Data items
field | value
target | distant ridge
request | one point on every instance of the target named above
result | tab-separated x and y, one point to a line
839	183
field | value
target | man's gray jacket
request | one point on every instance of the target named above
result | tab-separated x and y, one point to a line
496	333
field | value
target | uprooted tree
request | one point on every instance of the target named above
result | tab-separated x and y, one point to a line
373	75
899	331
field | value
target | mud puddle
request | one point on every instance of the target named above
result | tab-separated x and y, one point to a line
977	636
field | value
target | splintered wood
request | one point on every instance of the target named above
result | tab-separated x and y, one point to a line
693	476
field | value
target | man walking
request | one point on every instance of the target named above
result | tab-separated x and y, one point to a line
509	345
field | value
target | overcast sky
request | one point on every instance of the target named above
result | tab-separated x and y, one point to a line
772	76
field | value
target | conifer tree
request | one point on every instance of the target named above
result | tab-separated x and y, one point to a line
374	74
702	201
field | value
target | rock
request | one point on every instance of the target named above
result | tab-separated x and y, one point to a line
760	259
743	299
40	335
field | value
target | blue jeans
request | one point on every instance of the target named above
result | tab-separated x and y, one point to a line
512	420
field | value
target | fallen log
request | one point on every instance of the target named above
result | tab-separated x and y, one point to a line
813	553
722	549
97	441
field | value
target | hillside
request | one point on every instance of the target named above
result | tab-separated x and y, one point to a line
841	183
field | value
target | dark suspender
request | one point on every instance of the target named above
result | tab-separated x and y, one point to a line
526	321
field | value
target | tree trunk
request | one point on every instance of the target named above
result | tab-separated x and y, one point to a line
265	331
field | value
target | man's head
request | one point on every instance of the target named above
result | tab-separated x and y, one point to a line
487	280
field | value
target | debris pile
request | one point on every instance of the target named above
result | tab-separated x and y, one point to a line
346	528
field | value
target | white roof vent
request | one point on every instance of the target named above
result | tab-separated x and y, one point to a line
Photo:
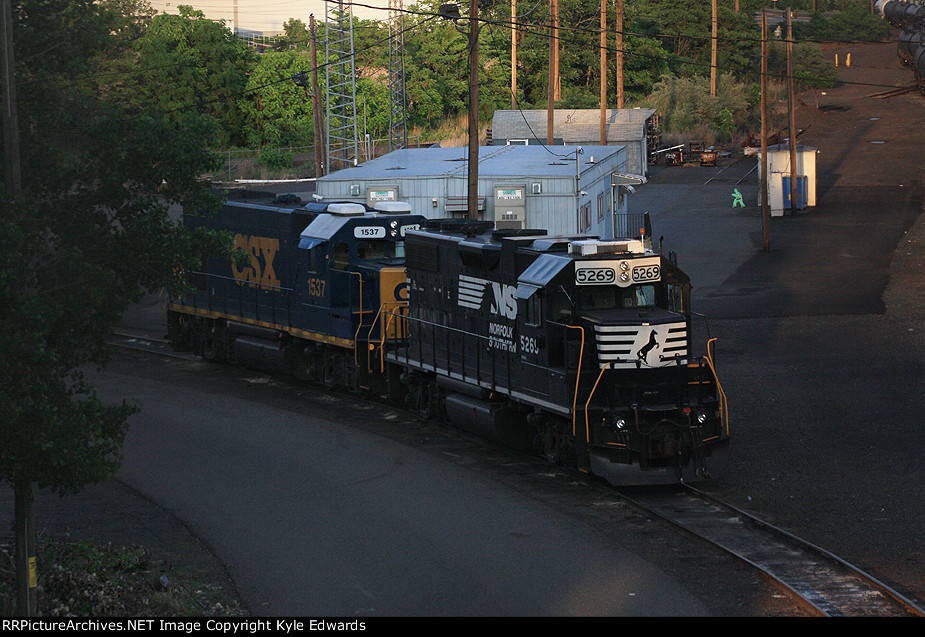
592	246
347	209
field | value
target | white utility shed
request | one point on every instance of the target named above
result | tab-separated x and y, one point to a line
778	177
562	189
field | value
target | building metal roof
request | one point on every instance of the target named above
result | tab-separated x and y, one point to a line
494	161
573	126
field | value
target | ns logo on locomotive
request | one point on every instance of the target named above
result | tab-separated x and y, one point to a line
573	346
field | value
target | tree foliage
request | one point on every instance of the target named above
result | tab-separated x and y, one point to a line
88	235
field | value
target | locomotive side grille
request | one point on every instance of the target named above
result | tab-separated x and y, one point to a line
629	346
471	290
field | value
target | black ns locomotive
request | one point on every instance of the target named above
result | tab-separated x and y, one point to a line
580	346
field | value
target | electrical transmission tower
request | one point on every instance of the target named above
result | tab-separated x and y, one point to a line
398	123
340	72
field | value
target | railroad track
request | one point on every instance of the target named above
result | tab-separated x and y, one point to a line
141	342
825	584
819	581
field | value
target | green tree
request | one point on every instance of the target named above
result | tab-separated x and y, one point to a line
89	234
277	112
191	64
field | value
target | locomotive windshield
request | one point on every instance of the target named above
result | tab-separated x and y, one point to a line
609	297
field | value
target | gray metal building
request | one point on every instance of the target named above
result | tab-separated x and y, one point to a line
562	189
635	128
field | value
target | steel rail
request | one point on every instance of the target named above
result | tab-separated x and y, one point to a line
823	583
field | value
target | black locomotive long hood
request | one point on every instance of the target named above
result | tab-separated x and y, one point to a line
635	339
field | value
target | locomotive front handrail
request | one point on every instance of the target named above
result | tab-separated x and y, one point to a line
578	372
590	396
723	405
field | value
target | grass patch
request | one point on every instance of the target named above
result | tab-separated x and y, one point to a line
84	579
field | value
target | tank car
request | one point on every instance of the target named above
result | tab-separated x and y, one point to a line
580	346
307	293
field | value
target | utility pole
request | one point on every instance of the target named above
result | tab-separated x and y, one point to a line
790	108
513	53
555	26
715	33
551	93
12	169
23	490
765	212
619	53
473	167
317	117
603	72
398	119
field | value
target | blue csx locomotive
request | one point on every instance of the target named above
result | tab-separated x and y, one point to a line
578	347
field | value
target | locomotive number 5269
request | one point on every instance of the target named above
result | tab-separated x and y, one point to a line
585	276
646	273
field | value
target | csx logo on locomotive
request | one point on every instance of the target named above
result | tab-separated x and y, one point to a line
260	270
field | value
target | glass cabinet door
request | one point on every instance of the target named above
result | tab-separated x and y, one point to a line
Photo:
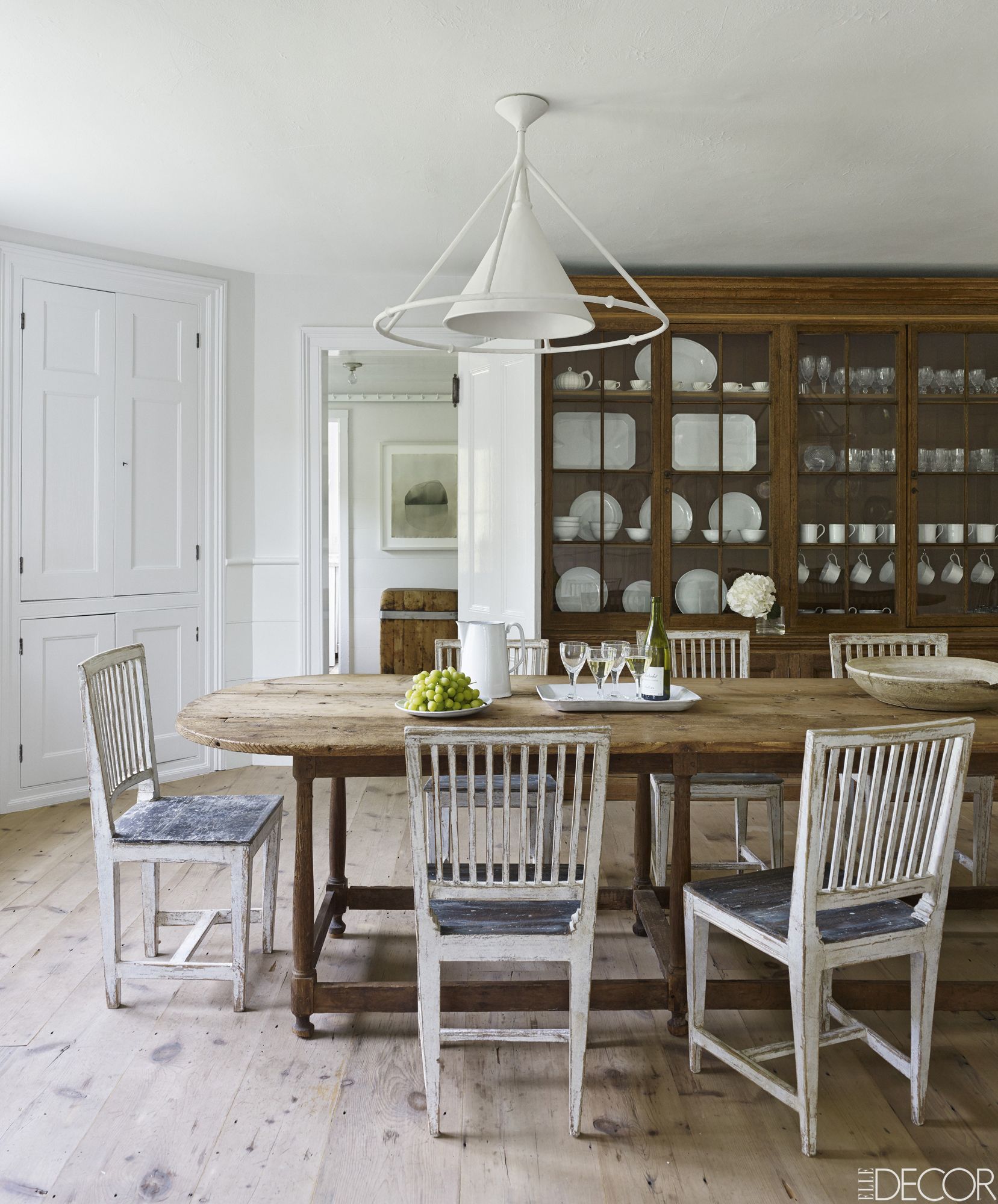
847	521
956	495
719	463
603	448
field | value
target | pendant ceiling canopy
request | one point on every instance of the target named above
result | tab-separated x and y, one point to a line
520	291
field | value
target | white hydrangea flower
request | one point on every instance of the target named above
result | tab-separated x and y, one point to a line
752	595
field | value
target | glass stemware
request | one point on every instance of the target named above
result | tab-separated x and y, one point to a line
614	650
574	653
599	666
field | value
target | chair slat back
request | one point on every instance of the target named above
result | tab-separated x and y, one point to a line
494	848
117	723
879	812
709	653
844	646
448	657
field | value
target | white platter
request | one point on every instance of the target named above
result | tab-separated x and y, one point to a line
694	442
557	697
586	507
697	593
578	589
576	440
444	715
741	512
637	598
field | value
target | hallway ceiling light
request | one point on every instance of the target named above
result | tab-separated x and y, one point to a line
520	291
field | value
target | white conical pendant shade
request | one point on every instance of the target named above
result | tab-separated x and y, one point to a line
527	268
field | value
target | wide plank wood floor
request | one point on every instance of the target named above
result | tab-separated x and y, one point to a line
174	1097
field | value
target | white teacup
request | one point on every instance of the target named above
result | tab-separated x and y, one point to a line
861	570
831	570
982	574
953	571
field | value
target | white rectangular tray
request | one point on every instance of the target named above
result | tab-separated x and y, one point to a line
557	697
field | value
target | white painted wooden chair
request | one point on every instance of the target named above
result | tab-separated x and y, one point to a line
716	654
448	657
505	898
844	646
879	812
219	829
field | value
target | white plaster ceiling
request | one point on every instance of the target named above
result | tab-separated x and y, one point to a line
311	137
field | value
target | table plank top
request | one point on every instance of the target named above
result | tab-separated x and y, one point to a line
352	715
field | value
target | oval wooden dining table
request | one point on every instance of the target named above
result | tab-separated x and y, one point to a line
342	727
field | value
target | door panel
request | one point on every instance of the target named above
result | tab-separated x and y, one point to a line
51	721
67	445
156	529
170	639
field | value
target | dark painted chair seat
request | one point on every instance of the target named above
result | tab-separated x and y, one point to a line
501	918
197	819
763	901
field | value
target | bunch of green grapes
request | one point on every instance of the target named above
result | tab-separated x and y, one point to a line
441	690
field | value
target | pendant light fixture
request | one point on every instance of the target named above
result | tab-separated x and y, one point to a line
520	291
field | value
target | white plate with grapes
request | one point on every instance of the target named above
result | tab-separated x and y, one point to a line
443	694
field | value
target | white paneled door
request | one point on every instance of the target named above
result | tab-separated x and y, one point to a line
170	639
156	511
67	442
51	724
499	489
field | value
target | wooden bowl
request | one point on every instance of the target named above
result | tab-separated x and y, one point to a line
928	683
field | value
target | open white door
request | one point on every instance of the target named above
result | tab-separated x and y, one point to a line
499	489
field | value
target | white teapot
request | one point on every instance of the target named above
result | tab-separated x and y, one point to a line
569	380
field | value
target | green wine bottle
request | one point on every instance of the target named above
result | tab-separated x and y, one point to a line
656	680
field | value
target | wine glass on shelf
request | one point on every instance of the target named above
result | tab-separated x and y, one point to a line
635	657
599	666
614	651
574	653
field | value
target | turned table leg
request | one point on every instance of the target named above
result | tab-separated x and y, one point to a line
684	768
303	901
641	845
337	882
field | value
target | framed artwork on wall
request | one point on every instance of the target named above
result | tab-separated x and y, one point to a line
419	497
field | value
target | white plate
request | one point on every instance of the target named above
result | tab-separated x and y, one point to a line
637	598
740	511
697	593
557	697
444	715
694	442
586	507
578	589
576	440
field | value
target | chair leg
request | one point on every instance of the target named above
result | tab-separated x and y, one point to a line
428	993
925	972
151	907
272	858
242	896
581	972
806	1007
984	798
775	807
109	898
697	937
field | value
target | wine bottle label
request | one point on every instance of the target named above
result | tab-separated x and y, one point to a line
653	684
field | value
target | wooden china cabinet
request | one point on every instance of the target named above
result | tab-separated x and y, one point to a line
838	434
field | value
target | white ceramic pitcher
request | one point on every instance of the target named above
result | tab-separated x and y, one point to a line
485	659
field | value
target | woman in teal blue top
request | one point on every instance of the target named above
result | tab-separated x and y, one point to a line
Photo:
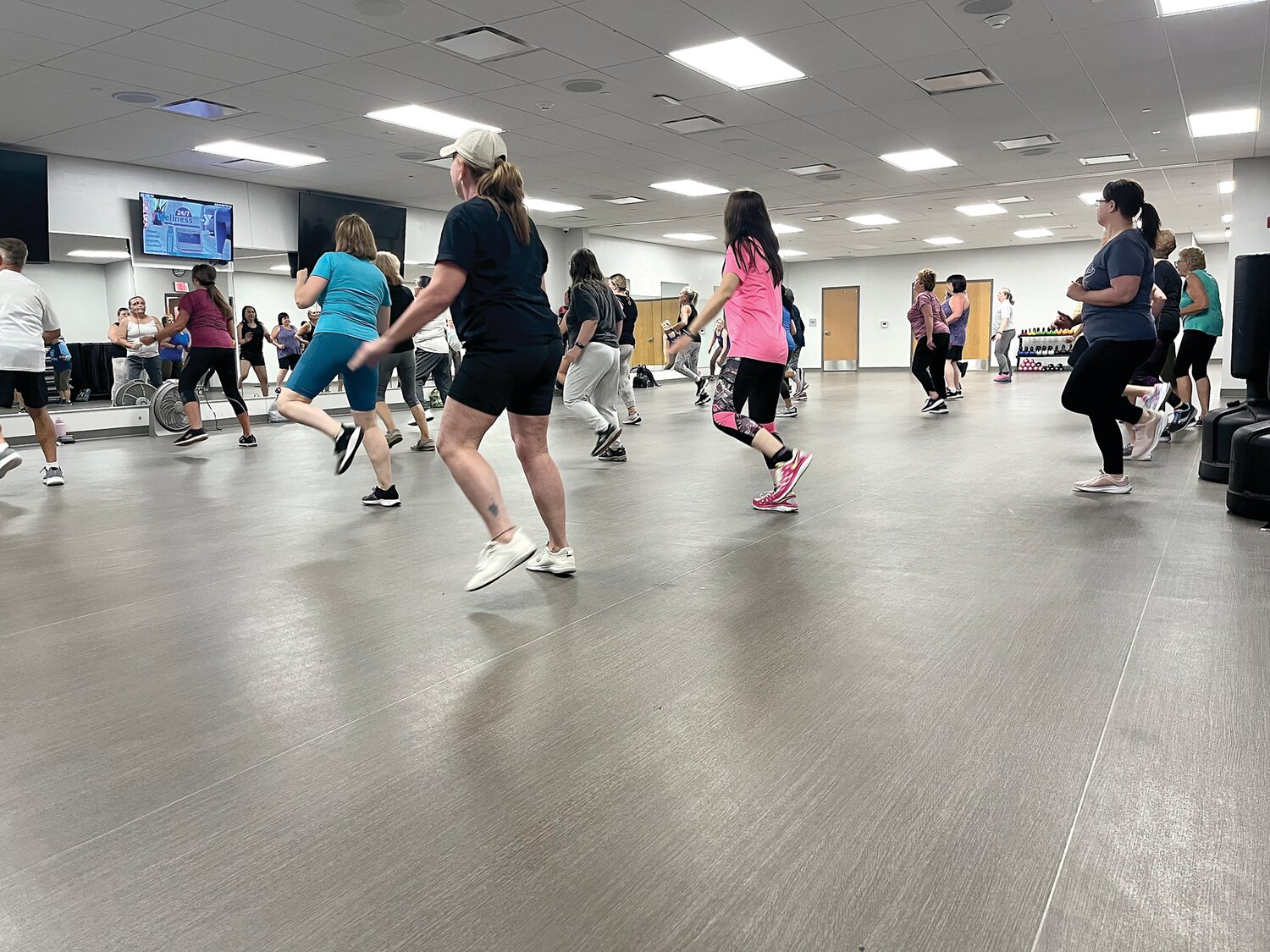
1201	327
355	309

# ASSIGNMENT:
Which lines above run from the one containing "target | white hydrangea flower" to the one containing "target | white platter"? Give them again exactly, both ends included.

# SOLUTION TO THIS TASK:
target | white hydrangea flower
request | one point on every instance of the target named above
result | tab-separated x and y, one point to a line
752	595
field | value
target | glass stemware
request | one point on every instance of the target named above
result | tab-separated x and y, one point to a line
614	650
574	653
599	666
field | value
target | chair slat back
request | one point on every instance of the target named above
result | tab-separated x and y, one point to a line
494	848
117	723
879	812
709	653
844	646
448	657
field | value
target | white platter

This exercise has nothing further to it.